TASK TO CARRY OUT - Format the entries from the line with "Keypoint placement: for each instance of the long" to the line with "[(369, 380), (58, 421)]" as a two-column CSV with the headers entry_text and answer. Give one row per entry and put each value in a single quoted field, with any line breaks replaced by spaces.

Collected data entries

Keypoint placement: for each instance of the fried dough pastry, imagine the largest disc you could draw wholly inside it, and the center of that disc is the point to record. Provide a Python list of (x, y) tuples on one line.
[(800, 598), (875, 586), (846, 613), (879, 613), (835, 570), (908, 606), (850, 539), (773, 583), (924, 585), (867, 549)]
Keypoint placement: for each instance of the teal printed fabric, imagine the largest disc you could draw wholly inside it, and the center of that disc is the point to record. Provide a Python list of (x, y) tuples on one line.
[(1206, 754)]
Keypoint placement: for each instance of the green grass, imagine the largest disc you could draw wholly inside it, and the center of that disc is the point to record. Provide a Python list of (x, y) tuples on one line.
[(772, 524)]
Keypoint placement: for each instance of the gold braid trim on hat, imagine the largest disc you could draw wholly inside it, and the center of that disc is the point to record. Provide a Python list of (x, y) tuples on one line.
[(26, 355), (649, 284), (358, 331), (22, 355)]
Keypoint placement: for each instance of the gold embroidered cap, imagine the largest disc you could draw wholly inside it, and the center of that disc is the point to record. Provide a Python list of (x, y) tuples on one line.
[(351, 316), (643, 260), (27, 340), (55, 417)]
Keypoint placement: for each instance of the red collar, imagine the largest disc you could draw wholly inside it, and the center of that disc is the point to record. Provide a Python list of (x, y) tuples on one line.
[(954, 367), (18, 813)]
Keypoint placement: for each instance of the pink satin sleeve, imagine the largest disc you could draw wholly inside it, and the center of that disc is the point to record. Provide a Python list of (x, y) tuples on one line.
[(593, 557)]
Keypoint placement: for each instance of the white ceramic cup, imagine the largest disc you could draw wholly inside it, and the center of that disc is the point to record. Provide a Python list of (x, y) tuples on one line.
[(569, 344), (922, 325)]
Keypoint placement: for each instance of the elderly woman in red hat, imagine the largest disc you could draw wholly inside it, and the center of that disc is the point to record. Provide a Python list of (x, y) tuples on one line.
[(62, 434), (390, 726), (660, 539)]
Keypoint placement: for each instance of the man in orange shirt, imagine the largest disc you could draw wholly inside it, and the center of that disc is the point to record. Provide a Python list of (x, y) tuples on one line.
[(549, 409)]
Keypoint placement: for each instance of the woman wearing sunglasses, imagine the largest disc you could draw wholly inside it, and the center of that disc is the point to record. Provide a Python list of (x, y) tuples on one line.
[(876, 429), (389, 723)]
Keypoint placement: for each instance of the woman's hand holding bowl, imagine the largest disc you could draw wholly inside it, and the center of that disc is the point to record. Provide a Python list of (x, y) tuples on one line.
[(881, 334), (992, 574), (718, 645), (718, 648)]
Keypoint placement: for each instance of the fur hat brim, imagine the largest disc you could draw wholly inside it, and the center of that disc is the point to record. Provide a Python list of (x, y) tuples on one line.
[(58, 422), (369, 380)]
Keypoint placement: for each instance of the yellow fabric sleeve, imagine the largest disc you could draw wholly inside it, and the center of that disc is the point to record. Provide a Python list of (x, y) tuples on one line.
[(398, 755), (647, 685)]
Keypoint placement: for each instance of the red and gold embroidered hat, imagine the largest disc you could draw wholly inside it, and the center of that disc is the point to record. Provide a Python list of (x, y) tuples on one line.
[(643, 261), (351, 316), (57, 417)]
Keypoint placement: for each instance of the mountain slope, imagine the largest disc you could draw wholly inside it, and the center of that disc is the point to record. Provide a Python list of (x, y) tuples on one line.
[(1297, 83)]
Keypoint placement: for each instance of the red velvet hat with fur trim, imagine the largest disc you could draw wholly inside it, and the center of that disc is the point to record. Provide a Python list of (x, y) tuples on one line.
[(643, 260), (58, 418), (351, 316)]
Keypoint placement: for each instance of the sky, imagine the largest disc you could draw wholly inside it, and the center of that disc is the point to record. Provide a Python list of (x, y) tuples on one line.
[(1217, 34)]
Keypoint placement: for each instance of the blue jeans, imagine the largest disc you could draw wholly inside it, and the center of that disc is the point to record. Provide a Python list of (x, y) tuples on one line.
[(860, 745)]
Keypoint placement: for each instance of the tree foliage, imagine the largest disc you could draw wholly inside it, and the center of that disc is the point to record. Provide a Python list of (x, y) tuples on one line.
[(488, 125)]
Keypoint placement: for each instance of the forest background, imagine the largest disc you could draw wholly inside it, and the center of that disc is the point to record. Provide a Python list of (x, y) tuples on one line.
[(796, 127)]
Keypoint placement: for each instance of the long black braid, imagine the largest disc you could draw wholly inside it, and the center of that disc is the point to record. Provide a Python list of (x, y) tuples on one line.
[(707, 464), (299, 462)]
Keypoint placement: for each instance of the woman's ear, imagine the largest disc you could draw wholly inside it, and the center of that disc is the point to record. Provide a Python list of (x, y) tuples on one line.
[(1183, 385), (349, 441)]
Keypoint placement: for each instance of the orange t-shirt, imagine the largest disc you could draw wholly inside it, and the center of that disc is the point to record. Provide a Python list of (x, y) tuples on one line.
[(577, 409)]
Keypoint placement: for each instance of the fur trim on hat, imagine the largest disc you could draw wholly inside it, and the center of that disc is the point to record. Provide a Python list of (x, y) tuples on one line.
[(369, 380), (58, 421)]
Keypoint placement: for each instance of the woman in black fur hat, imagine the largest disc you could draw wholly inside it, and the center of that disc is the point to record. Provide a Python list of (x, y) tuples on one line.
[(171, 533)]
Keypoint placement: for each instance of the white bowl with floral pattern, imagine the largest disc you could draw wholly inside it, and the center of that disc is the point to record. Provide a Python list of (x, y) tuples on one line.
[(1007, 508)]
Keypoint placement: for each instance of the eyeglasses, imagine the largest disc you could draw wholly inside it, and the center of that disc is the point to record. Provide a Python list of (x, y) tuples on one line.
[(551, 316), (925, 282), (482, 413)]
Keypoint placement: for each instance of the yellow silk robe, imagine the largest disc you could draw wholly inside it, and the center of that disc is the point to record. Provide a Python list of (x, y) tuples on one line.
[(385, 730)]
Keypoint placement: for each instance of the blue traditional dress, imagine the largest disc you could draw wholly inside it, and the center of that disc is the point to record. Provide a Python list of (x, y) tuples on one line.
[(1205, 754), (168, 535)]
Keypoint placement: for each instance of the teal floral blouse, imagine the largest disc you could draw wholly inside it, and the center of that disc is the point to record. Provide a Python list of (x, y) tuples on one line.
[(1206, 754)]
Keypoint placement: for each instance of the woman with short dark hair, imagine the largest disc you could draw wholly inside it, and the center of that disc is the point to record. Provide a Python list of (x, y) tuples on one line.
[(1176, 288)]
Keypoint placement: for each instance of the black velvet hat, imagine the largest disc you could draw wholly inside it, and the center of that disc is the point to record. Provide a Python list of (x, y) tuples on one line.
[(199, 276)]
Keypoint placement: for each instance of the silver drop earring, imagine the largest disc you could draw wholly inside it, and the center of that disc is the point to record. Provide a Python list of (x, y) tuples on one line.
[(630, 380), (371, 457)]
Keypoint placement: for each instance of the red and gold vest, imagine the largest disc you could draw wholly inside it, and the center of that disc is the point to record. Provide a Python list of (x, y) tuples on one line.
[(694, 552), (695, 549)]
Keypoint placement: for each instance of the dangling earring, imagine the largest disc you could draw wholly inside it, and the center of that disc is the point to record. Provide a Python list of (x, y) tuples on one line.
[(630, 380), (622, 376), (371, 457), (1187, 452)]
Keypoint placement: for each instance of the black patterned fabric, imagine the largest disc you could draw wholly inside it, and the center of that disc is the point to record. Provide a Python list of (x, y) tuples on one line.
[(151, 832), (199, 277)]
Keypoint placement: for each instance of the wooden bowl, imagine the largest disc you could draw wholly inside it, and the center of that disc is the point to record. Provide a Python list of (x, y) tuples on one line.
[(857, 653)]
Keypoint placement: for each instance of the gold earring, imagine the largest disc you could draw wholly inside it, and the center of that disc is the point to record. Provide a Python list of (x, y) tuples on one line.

EXERCISE RESPONSE -
entry_text,answer
"Keypoint placement: for each instance of the long black braid, imagine the largest disc you could draw wholly inside it, and the center of that disc is the point to record. Provide a Python list of (x, y) tuples on one line.","[(707, 464), (299, 462)]"
"Keypoint placement: for each instance of the woman's ear, imagine the largest disc you could draw wholly inside it, and the center of that disc is the point to record. Provide a Python list of (x, y) tuples on one line.","[(1183, 385), (349, 441)]"
"Keypoint placement: for each instance of the orange t-shirt, imagine the largest disc you could draw wholly inside it, and the center of that disc is the point to record. Provide a Python list of (x, y) tuples on one line.","[(577, 409)]"
"Keypoint placement: for each instance of the fur trim on hat, imagine the largest disc you could draw wholly inside it, and the center of that disc is the point to record. Provide a Python list of (x, y) tuples on one line.","[(369, 380), (58, 421)]"